Exercise brief -
Display each line of the rows below that contains the word "brim".

=== Input rows ===

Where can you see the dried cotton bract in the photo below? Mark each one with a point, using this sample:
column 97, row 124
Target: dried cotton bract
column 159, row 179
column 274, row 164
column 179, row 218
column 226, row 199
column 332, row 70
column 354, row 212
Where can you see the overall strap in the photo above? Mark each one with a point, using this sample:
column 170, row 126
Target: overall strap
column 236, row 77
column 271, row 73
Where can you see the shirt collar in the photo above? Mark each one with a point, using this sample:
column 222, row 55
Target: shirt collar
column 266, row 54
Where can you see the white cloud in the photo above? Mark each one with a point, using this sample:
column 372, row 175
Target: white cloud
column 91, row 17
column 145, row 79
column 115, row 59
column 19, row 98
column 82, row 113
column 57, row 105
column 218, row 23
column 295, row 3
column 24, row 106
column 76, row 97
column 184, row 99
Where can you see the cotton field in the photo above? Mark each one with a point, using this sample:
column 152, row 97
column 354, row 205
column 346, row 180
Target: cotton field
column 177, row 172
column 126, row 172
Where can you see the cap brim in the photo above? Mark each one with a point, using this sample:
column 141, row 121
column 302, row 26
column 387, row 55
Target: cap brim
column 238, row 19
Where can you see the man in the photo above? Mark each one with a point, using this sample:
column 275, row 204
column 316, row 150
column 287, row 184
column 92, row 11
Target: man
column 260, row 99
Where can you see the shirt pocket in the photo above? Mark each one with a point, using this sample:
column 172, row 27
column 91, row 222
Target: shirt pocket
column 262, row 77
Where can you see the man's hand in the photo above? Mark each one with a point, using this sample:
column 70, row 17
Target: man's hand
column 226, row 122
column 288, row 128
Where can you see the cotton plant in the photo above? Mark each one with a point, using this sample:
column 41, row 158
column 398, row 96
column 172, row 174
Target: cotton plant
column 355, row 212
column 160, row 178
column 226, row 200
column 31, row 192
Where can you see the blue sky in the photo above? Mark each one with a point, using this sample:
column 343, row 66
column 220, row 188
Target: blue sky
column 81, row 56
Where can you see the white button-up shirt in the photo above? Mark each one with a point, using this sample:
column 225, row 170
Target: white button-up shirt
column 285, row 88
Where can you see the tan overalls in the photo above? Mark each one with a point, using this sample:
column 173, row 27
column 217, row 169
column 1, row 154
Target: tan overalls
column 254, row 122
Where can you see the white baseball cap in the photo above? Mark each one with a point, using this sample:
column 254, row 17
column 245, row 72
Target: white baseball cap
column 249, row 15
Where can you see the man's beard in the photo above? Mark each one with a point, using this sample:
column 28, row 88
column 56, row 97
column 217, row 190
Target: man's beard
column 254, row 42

===
=== Input rows ===

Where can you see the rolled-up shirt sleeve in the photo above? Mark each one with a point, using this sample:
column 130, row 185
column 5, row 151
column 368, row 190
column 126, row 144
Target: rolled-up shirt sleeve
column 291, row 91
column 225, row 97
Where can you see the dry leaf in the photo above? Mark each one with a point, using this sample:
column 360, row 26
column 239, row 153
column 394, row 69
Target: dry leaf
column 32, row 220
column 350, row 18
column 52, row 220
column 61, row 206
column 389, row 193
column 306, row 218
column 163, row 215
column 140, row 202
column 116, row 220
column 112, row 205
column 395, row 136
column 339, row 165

===

Exercise response -
Where can you see the cap brim in the photo above? Mark each one with a point, using this sample:
Target: cap brim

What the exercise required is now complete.